Task brief –
Take every line from the listing below that contains "exact".

◇ ◇ ◇ ◇ ◇

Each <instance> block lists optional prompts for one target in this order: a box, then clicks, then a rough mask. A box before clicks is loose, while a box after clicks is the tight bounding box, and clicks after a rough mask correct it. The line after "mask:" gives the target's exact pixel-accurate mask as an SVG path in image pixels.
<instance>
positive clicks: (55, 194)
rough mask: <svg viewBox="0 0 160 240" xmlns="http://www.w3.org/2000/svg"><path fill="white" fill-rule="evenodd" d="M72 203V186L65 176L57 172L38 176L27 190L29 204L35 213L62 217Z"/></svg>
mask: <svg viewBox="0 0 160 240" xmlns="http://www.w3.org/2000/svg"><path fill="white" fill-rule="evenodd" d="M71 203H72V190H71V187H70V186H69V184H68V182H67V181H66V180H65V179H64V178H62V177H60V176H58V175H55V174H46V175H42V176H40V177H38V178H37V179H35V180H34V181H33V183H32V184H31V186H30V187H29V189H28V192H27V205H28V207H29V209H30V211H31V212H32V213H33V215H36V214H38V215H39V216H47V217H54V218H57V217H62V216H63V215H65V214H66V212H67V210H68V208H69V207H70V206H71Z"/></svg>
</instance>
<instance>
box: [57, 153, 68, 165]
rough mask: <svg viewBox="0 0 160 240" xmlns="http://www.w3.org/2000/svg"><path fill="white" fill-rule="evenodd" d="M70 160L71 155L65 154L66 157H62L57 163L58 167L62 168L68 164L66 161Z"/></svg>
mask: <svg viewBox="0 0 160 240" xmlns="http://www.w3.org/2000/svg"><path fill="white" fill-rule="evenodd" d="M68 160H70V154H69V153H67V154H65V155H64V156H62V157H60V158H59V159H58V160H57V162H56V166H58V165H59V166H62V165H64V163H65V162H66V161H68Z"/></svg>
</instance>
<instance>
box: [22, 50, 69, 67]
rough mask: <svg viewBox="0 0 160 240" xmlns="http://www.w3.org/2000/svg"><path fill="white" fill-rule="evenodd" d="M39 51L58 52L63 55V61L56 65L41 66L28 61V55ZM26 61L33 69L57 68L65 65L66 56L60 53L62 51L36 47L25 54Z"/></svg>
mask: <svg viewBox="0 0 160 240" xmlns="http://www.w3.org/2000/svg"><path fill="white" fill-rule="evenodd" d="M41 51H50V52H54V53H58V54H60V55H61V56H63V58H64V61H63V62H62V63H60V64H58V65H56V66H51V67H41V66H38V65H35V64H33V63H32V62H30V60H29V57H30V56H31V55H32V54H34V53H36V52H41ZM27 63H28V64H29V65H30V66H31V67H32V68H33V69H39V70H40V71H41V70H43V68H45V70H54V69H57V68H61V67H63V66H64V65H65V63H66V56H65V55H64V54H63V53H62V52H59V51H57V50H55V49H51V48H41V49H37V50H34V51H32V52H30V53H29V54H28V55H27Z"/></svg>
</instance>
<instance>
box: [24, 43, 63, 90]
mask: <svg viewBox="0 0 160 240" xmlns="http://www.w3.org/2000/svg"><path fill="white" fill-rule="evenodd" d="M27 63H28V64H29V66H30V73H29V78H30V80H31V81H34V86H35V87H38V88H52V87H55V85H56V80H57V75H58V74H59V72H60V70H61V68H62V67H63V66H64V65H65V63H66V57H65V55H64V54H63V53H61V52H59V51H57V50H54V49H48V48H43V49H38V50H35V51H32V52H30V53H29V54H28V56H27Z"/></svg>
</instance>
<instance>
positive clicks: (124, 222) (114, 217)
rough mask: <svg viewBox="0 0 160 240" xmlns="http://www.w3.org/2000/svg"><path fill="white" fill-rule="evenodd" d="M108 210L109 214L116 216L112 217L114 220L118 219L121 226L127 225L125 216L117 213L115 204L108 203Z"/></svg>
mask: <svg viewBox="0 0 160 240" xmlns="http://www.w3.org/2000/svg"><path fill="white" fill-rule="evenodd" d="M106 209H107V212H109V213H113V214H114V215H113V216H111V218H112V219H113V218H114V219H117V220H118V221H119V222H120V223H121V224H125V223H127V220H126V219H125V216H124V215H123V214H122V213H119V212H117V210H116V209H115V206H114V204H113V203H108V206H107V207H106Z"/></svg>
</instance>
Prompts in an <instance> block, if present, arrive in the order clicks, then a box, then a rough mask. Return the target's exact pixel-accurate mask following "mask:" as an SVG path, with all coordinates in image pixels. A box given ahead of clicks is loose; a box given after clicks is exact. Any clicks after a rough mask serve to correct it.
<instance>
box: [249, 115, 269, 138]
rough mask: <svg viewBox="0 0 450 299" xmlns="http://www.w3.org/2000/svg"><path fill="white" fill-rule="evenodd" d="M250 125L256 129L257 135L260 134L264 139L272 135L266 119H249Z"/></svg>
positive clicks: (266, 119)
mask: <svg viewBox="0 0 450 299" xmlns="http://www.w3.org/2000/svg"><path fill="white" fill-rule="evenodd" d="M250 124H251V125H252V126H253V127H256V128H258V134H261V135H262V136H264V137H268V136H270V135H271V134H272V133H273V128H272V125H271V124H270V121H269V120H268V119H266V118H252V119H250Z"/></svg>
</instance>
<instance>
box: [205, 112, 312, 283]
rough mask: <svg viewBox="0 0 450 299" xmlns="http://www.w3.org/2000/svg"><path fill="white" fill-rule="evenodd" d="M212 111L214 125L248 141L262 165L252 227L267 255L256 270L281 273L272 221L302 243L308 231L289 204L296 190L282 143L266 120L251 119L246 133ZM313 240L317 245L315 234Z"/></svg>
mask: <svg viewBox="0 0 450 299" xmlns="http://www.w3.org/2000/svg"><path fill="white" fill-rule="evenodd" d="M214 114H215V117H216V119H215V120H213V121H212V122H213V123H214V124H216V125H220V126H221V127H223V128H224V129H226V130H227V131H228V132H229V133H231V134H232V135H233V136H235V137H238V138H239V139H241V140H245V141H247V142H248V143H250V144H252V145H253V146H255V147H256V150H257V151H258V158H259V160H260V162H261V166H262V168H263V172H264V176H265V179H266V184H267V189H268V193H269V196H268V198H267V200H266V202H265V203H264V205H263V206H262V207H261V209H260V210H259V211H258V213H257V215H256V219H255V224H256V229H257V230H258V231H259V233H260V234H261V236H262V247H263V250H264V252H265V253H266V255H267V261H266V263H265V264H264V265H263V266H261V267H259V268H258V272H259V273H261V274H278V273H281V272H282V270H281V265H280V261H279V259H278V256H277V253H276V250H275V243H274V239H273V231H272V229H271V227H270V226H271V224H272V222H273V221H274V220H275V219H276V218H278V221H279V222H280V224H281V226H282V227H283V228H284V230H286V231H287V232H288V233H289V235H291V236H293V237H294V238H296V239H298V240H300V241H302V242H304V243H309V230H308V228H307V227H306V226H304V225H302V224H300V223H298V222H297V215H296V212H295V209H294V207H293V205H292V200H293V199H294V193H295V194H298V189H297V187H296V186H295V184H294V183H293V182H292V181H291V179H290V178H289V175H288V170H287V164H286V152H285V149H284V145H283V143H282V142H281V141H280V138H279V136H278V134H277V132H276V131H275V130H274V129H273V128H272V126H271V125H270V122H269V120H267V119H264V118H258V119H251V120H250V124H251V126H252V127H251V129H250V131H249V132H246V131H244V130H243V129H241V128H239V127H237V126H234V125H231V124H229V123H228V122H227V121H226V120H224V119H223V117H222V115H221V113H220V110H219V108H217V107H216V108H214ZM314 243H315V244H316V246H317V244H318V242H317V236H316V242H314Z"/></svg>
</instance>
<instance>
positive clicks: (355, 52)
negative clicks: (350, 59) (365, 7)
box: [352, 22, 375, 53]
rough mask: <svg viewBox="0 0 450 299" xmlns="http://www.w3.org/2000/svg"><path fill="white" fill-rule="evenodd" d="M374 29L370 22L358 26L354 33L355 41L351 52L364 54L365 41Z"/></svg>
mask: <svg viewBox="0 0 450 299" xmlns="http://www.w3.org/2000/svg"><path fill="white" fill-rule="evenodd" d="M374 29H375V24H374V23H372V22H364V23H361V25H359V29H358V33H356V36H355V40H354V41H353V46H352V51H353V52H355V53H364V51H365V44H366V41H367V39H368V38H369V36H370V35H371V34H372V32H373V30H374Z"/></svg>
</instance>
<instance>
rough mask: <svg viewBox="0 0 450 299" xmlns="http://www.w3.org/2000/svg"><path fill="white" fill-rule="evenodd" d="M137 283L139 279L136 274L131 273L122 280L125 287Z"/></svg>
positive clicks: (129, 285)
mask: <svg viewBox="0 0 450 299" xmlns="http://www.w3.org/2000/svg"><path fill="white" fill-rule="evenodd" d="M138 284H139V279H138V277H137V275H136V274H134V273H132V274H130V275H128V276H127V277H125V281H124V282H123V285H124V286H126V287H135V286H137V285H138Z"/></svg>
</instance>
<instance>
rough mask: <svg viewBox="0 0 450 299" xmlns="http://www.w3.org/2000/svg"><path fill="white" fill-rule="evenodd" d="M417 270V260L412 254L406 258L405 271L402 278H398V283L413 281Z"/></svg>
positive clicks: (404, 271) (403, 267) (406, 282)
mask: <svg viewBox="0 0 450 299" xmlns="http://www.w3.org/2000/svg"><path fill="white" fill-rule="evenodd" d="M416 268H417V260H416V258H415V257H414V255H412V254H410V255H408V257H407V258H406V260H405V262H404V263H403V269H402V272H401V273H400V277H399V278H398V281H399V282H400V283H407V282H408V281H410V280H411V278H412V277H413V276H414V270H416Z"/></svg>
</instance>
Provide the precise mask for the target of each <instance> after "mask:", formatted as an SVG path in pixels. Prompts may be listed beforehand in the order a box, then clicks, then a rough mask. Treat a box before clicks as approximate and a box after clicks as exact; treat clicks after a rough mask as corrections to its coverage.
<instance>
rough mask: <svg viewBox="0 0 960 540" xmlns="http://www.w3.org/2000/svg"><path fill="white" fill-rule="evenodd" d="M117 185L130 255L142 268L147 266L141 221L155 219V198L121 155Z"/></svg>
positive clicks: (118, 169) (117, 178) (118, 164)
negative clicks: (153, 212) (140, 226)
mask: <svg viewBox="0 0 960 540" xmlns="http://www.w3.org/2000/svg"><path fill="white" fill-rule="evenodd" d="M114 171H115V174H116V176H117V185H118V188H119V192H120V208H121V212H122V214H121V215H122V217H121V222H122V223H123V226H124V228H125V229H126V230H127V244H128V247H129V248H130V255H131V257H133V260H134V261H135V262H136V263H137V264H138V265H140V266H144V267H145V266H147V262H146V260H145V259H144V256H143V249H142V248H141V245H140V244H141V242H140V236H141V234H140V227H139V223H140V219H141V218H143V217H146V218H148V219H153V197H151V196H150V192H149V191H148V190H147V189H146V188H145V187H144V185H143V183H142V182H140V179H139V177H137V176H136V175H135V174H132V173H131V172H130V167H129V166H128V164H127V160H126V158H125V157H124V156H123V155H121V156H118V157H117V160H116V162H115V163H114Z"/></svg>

◇ ◇ ◇ ◇ ◇

Answer to the problem –
Each <instance> block lists optional prompts for one target in this order: a box, then clicks, then a rough mask. A box before clicks is loose, while a box after clicks is the tight bounding box, and clicks after a rough mask correct it. The line after "mask:" gives the target's exact pixel-accurate mask as an SVG path in image pixels.
Prompts in an <instance> block, if present, arrive in the order clicks, then a box, then a rough mask. Return the target's exact pixel-accurate mask following "mask:" as an SVG path, with all coordinates in image pixels. A box given ahead of clicks is loose; a box given after clicks is exact. Any clicks after a rough mask serve to correct it.
Provide the precise mask for the target of each <instance> after "mask:", formatted as an SVG path in pixels. Prompts may be listed beforehand in the order a box, then clicks, then a rough mask. Treat a box before clicks as approximate and a box after clicks as exact; treat clicks after a rough mask as corrections to its coverage.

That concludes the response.